▶ _Task description_: Retype the entries in full, exactly.
=== Begin Enclosure ===
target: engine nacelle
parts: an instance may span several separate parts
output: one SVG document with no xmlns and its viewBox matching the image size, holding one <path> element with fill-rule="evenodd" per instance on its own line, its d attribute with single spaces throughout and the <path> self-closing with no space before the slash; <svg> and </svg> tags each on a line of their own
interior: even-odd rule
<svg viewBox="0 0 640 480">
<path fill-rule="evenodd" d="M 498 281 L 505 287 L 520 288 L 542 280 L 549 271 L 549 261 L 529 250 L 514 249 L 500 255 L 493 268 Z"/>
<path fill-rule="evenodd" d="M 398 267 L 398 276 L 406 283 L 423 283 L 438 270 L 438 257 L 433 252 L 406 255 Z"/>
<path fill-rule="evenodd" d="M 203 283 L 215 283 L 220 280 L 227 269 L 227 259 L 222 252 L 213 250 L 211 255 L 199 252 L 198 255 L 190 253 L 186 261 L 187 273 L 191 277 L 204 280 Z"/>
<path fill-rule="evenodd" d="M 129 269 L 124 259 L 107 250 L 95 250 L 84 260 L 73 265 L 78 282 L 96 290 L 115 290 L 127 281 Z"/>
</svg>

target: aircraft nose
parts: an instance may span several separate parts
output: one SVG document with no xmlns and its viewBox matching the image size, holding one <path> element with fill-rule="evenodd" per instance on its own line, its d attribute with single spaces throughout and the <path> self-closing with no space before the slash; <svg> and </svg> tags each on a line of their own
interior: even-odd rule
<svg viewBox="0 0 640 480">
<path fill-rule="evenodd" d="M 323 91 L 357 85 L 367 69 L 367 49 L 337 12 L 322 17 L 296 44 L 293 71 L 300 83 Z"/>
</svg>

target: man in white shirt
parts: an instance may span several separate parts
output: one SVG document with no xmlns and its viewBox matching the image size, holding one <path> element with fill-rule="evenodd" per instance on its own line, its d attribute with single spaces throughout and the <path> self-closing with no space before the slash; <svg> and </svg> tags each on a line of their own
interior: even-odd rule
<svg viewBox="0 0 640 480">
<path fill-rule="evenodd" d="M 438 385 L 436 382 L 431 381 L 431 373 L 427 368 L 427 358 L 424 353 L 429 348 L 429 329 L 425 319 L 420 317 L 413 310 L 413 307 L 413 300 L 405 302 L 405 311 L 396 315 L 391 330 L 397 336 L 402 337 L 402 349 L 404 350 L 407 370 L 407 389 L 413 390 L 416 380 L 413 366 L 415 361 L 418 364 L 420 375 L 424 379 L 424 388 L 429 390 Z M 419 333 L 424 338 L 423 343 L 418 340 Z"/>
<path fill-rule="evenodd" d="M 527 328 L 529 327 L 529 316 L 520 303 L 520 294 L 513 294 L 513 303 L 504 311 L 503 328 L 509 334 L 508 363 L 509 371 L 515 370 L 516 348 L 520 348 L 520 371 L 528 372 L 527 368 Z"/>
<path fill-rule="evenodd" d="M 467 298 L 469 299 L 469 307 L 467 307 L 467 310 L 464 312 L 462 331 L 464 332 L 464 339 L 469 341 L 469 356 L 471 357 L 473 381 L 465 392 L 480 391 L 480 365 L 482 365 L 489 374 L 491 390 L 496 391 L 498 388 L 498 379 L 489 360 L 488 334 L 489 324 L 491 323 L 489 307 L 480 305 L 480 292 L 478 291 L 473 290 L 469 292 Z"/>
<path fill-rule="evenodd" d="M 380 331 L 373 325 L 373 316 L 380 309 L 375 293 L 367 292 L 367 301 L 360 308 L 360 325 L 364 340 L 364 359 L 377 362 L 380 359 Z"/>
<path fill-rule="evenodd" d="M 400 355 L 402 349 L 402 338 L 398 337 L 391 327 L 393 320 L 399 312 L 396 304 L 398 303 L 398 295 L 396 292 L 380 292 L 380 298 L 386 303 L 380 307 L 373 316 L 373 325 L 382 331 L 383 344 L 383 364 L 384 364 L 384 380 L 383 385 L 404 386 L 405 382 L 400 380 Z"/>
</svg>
=== End Enclosure ===
▶ _Result for this task_:
target: engine nacelle
parts: an instance may span several separate parts
output: one SVG document with no xmlns and its viewBox matching the image size, holding one <path> element with fill-rule="evenodd" per instance on its own line, its d attribute with single spaces throughout and the <path> self-closing with no space before the slash; <svg> and </svg> tags each on a line of their own
interior: even-odd rule
<svg viewBox="0 0 640 480">
<path fill-rule="evenodd" d="M 498 281 L 505 287 L 520 288 L 542 280 L 549 271 L 549 261 L 529 250 L 514 249 L 500 255 L 493 268 Z"/>
<path fill-rule="evenodd" d="M 398 267 L 398 276 L 406 283 L 423 283 L 438 270 L 438 257 L 433 252 L 406 255 Z"/>
<path fill-rule="evenodd" d="M 203 283 L 215 283 L 220 280 L 227 269 L 227 259 L 222 252 L 213 250 L 211 255 L 199 252 L 198 255 L 190 253 L 186 261 L 187 273 L 191 277 L 204 280 Z"/>
<path fill-rule="evenodd" d="M 129 269 L 124 259 L 107 250 L 95 250 L 84 260 L 73 265 L 78 282 L 96 290 L 115 290 L 127 281 Z"/>
</svg>

target: aircraft nose
parts: an instance may span several separate parts
output: one SVG document with no xmlns and its viewBox matching the image size, holding one <path> element with fill-rule="evenodd" per instance on its own line, its d attribute with single spaces throughout and the <path> self-closing with no space before the slash; <svg> and </svg> tags each on a line of their own
interior: even-odd rule
<svg viewBox="0 0 640 480">
<path fill-rule="evenodd" d="M 323 91 L 357 85 L 367 69 L 367 49 L 337 12 L 322 17 L 296 44 L 293 71 L 300 83 Z"/>
</svg>

target: man in white shirt
parts: an instance may span several separate parts
output: one SVG document with no xmlns and its viewBox matching the image size, holding one <path> element with fill-rule="evenodd" per instance on its own line, its d attribute with single spaces throughout and the <path> self-closing with no space before the slash; <svg> and </svg> tags each on a line of their own
interior: even-odd rule
<svg viewBox="0 0 640 480">
<path fill-rule="evenodd" d="M 438 385 L 436 382 L 431 381 L 431 373 L 427 368 L 427 358 L 424 353 L 429 348 L 429 329 L 425 319 L 420 317 L 413 310 L 413 307 L 413 300 L 405 302 L 405 311 L 396 315 L 391 330 L 397 336 L 402 337 L 402 349 L 404 350 L 407 370 L 407 389 L 413 390 L 416 380 L 413 366 L 415 361 L 418 364 L 420 375 L 424 379 L 424 388 L 429 390 Z M 419 333 L 424 338 L 423 343 L 418 340 Z"/>
<path fill-rule="evenodd" d="M 527 328 L 529 327 L 529 316 L 520 303 L 520 294 L 513 294 L 513 303 L 504 311 L 503 328 L 509 334 L 508 363 L 509 371 L 515 370 L 516 348 L 520 348 L 520 371 L 528 372 L 527 368 Z"/>
<path fill-rule="evenodd" d="M 467 298 L 469 299 L 469 307 L 467 307 L 467 310 L 464 312 L 462 331 L 464 332 L 464 339 L 469 341 L 469 356 L 471 357 L 473 381 L 465 392 L 480 391 L 480 365 L 482 365 L 489 374 L 491 390 L 496 391 L 498 388 L 498 379 L 489 360 L 488 334 L 489 324 L 491 323 L 489 307 L 480 305 L 480 292 L 478 291 L 473 290 L 469 292 Z"/>
<path fill-rule="evenodd" d="M 380 331 L 373 325 L 373 316 L 380 309 L 375 293 L 367 292 L 367 301 L 360 308 L 360 325 L 364 340 L 364 359 L 377 362 L 380 359 Z"/>
<path fill-rule="evenodd" d="M 400 355 L 402 349 L 402 338 L 398 337 L 391 327 L 393 320 L 399 312 L 396 304 L 398 303 L 398 295 L 396 292 L 380 292 L 380 298 L 386 303 L 380 307 L 373 316 L 373 325 L 382 331 L 383 344 L 383 364 L 384 364 L 384 380 L 383 385 L 404 386 L 405 382 L 400 380 Z"/>
</svg>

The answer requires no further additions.